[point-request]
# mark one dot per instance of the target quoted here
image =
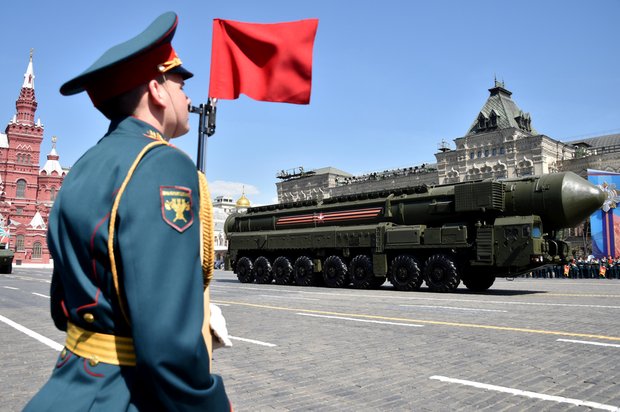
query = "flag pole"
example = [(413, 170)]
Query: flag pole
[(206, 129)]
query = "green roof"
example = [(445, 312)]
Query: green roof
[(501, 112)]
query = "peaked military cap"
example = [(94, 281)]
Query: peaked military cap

* * *

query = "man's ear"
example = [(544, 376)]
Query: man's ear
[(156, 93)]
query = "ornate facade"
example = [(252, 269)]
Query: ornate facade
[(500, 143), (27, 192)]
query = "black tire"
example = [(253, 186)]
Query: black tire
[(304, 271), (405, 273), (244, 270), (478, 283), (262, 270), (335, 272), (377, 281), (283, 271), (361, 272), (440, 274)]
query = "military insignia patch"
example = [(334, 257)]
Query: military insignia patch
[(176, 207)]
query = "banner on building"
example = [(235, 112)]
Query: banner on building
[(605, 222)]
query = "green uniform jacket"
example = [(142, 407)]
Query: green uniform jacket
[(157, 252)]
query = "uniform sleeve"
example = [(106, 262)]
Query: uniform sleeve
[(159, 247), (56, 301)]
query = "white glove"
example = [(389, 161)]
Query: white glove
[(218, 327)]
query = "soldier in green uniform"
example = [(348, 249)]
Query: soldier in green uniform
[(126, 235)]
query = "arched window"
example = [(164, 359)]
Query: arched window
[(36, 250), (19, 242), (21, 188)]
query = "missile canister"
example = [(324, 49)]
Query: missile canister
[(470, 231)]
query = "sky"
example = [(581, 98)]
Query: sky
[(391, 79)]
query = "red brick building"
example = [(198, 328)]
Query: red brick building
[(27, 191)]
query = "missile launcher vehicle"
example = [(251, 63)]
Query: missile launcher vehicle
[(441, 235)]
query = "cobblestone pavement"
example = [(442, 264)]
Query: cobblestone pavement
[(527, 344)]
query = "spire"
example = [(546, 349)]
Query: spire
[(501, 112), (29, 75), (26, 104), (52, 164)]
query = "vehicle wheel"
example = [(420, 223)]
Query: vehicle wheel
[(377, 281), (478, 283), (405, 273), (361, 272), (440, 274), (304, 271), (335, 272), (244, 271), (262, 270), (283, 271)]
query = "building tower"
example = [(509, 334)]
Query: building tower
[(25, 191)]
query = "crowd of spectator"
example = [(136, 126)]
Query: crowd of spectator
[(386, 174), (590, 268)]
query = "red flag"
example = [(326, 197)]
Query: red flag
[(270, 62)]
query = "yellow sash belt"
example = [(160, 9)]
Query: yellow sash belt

→ What is expected:
Replace "green roof" with "red roof" in the entries that open with the line containing "[point-request]" and close with the line containing "Query: peaked military cap", then give only those lines again with nothing else changed and the picture left out.

→ Finished answer:
[point-request]
# mark one dot per instance of the target quoted here
image =
query = "flag pole"
example = [(413, 170)]
Query: flag pole
[(206, 129)]
query = "red roof"
example = [(445, 312)]
Query: red roof
[(501, 112)]
query = "peaked military cap"
example = [(94, 281)]
Query: peaked military cap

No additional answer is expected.